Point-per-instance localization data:
┄┄┄┄┄┄┄┄┄┄┄┄┄┄┄┄┄┄┄┄

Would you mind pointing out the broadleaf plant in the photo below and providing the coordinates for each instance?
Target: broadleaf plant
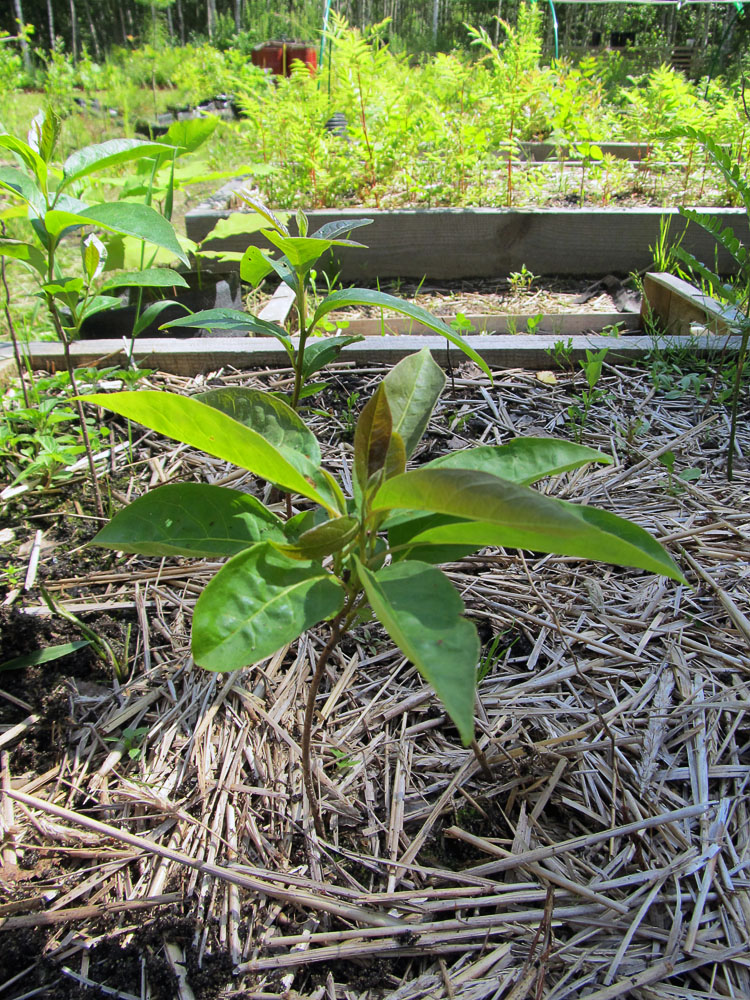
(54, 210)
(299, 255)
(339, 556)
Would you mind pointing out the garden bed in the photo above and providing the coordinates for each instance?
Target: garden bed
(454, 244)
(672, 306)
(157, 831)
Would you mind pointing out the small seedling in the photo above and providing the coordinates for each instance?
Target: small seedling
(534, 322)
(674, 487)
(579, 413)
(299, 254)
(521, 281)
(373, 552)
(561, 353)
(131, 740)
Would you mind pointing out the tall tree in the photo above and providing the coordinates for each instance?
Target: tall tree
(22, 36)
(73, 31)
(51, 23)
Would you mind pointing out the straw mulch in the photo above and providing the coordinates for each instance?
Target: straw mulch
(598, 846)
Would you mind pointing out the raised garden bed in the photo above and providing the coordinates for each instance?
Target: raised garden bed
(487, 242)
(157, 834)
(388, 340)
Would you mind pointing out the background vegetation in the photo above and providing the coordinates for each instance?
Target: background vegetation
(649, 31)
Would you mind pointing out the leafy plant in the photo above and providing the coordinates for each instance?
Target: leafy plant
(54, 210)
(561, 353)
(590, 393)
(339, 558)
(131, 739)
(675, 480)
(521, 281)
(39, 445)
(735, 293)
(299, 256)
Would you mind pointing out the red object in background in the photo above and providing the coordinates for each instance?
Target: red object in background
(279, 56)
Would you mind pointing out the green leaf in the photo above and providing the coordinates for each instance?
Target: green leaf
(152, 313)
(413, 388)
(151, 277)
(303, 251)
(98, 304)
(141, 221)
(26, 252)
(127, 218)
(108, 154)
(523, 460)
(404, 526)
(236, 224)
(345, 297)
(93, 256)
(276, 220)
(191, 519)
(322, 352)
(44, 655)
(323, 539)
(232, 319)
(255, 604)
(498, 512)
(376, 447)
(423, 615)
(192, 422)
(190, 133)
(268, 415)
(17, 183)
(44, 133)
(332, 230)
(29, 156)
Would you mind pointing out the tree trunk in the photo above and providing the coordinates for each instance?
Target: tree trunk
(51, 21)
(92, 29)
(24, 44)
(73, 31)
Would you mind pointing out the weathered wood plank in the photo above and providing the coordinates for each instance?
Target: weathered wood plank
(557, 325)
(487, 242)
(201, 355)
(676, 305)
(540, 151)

┄┄┄┄┄┄┄┄┄┄┄┄┄┄┄┄┄┄┄┄

◆ Task to complete
Give the records back exactly. Leave the pictures out.

◆ Final answer
Would you mind pointing out the broadleaf plant in the photo below and providing the coordinates for each instance?
Target: broadleaf plant
(54, 210)
(299, 255)
(339, 556)
Would you mind pointing out the garden bed in the photo above and providing the coordinates for each instance?
Target: garden bed
(454, 244)
(672, 306)
(157, 831)
Would you mind pointing out the small seedling in the photo above and providing the coordinates for each instance?
Target: small seedling
(534, 322)
(674, 487)
(579, 413)
(299, 254)
(521, 281)
(373, 552)
(561, 353)
(131, 740)
Would you mind pointing out the tall tree in the photo above and providing the coordinates for each instance?
Target: tall tree
(22, 36)
(73, 31)
(51, 23)
Would you mind pointing out the straw mulch in the photo above and providing the coordinates for each instance?
Target: straw mulch
(598, 846)
Would you mind pointing out the raised garden bed in the photo above and providing the coordinates for each instance?
Target: raised garden bed
(487, 242)
(157, 834)
(388, 340)
Would you mind pointing out the background vegetation in the photo above and providing the coordinates for each instance?
Target: background vegetation
(649, 31)
Would you mind pointing out the leafy plant in the photo above and providing the coordinates for each instance?
Target: leafy plant
(54, 210)
(561, 353)
(590, 393)
(339, 558)
(131, 739)
(675, 480)
(521, 281)
(39, 445)
(735, 293)
(299, 256)
Would you mind pointing out the red object in background in the photo above and providing the coordinates for each instance?
Target: red object in background
(279, 56)
Would you mind pointing out the green leaf in the photo above and providing the coordinates for each instance?
Target: green leaf
(152, 313)
(413, 388)
(151, 277)
(303, 251)
(98, 304)
(141, 221)
(26, 252)
(127, 218)
(108, 154)
(523, 460)
(404, 526)
(236, 224)
(345, 297)
(93, 256)
(276, 220)
(191, 519)
(322, 352)
(44, 655)
(323, 539)
(232, 319)
(255, 604)
(498, 512)
(376, 447)
(423, 615)
(192, 422)
(190, 133)
(268, 415)
(17, 183)
(44, 133)
(332, 230)
(29, 156)
Would you mind pointing out the tree trunk in the photo above and providing the coordinates for each instance?
Target: tree trunk
(51, 21)
(92, 29)
(24, 44)
(73, 31)
Would you mind pointing out the weathered wood plank in the photo above and providing the coordinates for each instance?
Target: weathered wood plank
(557, 325)
(487, 242)
(201, 355)
(676, 305)
(540, 151)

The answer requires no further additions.